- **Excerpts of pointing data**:
--- START ---
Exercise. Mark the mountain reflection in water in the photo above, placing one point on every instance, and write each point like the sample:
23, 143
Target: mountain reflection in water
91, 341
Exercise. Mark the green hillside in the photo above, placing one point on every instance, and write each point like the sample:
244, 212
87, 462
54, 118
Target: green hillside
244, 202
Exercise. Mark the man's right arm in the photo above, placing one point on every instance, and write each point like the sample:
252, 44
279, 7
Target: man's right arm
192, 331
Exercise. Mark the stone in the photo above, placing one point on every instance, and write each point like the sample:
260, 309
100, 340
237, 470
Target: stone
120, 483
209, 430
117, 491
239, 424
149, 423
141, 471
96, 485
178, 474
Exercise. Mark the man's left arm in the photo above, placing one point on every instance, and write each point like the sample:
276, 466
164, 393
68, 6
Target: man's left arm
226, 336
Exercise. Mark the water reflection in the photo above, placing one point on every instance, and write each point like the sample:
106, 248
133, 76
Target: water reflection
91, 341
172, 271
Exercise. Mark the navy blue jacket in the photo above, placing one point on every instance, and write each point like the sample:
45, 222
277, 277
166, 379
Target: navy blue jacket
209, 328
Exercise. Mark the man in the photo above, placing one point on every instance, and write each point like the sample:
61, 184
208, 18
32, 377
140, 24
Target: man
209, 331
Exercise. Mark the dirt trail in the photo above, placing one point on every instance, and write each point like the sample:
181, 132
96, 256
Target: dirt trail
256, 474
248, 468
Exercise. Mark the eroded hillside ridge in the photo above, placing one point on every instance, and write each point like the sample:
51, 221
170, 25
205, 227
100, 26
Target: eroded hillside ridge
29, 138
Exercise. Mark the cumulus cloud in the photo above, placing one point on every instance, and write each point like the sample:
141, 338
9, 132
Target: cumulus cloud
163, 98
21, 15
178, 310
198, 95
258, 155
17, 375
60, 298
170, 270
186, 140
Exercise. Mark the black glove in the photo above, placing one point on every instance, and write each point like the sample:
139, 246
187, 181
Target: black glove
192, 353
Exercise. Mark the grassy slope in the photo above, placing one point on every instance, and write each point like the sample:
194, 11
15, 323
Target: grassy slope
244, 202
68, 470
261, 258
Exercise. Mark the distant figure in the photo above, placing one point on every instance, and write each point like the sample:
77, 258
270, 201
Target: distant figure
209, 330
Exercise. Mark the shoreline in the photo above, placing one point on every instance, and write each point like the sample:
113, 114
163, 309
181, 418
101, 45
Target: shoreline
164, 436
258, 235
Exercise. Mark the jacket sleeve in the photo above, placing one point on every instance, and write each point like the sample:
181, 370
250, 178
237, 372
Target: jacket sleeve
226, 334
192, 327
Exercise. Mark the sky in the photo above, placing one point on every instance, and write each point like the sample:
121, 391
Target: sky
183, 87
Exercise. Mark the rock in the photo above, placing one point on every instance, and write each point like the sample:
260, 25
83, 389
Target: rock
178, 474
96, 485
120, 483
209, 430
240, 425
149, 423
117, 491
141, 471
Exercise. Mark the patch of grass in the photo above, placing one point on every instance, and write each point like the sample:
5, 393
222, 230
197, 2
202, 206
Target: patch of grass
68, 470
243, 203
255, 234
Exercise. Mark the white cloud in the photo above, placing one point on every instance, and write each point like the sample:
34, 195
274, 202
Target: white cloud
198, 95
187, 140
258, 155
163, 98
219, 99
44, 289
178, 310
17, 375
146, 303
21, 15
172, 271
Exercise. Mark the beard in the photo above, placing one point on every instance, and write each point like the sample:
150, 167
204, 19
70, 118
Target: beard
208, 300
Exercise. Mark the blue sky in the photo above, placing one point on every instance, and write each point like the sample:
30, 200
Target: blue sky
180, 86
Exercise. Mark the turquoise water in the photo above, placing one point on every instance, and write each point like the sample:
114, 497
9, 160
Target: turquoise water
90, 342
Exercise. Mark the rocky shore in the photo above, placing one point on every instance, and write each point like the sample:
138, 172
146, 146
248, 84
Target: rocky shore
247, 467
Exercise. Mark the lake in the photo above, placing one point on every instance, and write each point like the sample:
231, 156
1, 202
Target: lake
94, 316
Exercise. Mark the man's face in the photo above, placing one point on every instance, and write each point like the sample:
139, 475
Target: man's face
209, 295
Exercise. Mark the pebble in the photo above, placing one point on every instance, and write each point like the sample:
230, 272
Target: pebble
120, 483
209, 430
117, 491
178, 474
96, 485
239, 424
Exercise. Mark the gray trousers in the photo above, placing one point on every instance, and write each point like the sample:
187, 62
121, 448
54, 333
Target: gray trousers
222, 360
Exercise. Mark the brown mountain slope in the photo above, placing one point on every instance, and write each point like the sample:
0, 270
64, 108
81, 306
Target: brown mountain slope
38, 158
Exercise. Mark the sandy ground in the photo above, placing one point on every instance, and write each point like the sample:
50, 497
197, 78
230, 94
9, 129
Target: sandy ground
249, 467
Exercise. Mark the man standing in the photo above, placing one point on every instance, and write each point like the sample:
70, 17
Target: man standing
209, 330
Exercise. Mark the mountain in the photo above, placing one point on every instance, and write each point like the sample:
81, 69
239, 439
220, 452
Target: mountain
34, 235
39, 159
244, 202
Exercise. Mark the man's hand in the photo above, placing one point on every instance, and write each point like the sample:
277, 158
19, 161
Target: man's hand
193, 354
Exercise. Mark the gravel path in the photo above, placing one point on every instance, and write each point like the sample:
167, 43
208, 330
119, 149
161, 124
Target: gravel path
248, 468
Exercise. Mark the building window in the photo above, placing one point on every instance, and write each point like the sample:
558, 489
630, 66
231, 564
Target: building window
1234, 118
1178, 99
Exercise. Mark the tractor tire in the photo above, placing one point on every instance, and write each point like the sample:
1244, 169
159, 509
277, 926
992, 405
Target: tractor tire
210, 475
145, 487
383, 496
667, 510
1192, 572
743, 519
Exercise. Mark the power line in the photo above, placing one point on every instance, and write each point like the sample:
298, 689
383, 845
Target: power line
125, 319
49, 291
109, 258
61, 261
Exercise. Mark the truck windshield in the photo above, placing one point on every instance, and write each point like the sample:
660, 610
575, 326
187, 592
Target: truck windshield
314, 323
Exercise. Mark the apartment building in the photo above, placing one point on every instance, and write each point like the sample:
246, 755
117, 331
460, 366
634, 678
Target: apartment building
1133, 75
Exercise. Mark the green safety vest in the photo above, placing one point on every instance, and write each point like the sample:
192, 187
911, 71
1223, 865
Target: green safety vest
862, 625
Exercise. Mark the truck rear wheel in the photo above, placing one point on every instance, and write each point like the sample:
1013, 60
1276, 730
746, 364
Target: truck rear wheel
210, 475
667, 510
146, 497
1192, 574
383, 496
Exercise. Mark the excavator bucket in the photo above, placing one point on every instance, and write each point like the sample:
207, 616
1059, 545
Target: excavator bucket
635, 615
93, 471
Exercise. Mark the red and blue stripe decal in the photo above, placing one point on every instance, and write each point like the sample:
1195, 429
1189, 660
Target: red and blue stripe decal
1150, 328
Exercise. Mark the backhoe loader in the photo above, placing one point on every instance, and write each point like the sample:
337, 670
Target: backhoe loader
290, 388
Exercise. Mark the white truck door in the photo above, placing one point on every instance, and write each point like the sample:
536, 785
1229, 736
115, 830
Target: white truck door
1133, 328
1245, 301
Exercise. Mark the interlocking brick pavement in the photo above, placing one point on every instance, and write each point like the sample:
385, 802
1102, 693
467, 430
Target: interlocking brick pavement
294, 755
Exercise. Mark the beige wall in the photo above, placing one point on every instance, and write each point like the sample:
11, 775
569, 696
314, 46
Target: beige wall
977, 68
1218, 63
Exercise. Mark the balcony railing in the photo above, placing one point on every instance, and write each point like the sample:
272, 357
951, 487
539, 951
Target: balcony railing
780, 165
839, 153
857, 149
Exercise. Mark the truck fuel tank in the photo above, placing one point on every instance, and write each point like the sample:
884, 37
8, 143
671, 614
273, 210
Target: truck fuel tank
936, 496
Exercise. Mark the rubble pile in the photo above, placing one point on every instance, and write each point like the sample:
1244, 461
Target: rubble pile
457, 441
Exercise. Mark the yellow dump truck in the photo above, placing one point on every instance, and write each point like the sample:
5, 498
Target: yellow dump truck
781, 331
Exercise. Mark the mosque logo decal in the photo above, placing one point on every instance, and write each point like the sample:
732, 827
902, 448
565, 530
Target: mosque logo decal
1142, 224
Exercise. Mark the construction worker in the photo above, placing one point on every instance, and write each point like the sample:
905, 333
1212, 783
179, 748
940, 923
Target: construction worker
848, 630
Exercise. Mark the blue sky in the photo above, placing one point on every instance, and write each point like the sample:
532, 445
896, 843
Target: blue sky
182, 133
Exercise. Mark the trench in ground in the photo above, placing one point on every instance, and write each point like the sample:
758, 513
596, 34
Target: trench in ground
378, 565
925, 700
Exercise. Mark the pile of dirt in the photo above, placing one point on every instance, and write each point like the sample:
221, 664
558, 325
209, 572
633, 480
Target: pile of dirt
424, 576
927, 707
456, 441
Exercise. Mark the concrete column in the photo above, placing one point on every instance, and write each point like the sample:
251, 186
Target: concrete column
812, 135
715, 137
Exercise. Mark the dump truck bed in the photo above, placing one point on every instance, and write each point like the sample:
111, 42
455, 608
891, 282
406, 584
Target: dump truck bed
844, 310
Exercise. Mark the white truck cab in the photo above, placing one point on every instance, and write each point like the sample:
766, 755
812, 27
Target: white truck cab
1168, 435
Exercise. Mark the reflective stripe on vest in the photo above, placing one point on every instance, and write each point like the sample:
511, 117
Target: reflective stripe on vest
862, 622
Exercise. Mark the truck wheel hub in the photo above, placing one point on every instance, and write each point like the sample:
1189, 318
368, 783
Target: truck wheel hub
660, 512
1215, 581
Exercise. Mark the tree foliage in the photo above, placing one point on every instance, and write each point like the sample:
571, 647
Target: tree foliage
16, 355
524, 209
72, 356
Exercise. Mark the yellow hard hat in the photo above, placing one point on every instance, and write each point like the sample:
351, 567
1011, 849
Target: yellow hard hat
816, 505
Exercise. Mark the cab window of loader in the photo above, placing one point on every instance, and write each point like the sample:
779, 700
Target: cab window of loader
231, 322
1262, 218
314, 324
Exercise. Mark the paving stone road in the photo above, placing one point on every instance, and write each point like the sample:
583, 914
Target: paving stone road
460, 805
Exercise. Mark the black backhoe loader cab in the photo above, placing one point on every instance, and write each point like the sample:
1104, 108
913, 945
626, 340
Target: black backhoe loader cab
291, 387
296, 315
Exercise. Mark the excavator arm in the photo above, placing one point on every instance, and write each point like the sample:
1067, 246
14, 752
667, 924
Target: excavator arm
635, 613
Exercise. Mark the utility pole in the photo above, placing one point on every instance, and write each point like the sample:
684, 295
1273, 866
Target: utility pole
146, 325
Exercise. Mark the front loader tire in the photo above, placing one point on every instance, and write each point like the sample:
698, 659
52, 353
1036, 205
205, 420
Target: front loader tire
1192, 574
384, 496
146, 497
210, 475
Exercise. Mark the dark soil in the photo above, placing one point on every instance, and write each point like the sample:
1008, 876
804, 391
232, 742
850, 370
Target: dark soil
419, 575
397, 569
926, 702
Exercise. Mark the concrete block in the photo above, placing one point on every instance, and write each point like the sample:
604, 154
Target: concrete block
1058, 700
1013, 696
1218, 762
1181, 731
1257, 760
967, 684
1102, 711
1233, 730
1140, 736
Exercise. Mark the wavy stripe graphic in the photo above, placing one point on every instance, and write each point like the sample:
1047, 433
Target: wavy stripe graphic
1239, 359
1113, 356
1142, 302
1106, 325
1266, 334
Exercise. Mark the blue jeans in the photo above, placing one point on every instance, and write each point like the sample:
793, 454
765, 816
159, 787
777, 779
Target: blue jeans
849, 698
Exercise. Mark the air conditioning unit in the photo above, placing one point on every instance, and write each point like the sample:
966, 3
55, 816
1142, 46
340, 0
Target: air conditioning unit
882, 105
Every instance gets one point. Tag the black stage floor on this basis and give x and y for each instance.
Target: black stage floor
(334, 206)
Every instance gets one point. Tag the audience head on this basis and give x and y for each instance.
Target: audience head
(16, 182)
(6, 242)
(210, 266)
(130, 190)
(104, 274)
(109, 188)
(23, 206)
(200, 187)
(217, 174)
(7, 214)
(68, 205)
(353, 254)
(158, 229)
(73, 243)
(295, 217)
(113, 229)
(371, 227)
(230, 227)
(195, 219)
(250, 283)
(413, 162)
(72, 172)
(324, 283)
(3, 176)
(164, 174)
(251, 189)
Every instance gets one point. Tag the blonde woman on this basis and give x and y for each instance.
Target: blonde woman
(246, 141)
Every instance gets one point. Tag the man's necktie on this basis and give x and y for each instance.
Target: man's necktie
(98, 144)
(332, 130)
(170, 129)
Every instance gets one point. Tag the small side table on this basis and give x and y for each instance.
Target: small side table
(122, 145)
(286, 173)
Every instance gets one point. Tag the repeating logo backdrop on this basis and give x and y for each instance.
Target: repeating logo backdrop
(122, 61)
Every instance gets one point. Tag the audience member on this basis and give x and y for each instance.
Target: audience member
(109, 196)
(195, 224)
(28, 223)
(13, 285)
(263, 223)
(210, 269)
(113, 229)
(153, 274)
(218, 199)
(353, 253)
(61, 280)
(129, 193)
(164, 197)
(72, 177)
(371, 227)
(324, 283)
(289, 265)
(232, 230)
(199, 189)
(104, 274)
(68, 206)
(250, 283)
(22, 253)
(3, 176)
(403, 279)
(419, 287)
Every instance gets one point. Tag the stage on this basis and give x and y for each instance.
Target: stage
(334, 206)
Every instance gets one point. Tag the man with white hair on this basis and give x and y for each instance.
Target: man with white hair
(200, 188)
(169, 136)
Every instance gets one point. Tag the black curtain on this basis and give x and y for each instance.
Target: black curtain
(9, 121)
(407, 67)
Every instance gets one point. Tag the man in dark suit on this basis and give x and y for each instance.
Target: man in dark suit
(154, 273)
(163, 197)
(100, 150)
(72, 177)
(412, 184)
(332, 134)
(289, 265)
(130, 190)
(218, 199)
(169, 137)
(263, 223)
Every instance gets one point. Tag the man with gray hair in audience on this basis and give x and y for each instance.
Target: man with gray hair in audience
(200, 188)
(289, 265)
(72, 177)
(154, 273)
--- END ---
- **Objective**:
From the line containing "Every instance gets one point. Tag the stage" down to the final line of the data, write out every line exactly; both the first and last of these belong in your answer, and nothing else does.

- **Reply to the task**:
Every instance gets one point. Tag the stage on this basis and give x and y for each instance.
Target: stage
(334, 206)
Every instance gets one point. Tag the man with white hair on this basis and give x and y for each instance.
Target: man with white hair
(200, 188)
(169, 136)
Every instance gets one point. Tag the black curtain on this basis and give x and y for each instance.
Target: black curtain
(9, 121)
(407, 67)
Every instance gets one point. Tag the man in dark suit on this basis and give x and y for each instance.
Target: man in dark suit
(154, 273)
(163, 197)
(100, 150)
(72, 177)
(412, 184)
(332, 134)
(289, 265)
(130, 190)
(218, 199)
(169, 137)
(263, 223)
Every instance gets one point. Tag the man with gray hair in audience on this basis and give x and y for each instance.
Target: man with gray hair in audience
(200, 188)
(289, 265)
(72, 177)
(154, 273)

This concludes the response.